SOURCE MATERIAL =>
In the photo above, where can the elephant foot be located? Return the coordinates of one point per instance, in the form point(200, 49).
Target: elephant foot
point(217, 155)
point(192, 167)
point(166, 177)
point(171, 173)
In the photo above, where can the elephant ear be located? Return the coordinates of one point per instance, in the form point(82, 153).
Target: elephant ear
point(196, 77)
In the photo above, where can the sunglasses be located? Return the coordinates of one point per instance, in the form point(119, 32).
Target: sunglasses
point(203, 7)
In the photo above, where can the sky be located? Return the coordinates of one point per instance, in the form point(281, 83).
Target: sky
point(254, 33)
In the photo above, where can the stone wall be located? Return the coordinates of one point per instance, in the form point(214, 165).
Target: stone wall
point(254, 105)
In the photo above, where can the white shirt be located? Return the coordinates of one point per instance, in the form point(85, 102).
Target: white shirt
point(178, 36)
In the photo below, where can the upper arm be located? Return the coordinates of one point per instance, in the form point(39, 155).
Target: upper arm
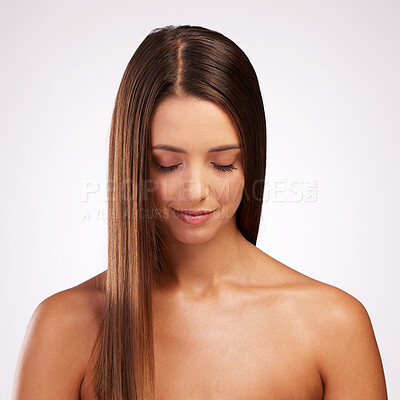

PROBLEM REQUIREMENTS =>
Reproduce word for word the lines from the one containing "In the photo above, where can the sunglasses" through the one containing "point(203, 7)", both ends included.

COMPLETE RESPONSE =>
In the photo above, where can the sunglasses be located? Return the coordinates of one point per instance, in the form point(119, 32).
Target: sunglasses
point(203, 7)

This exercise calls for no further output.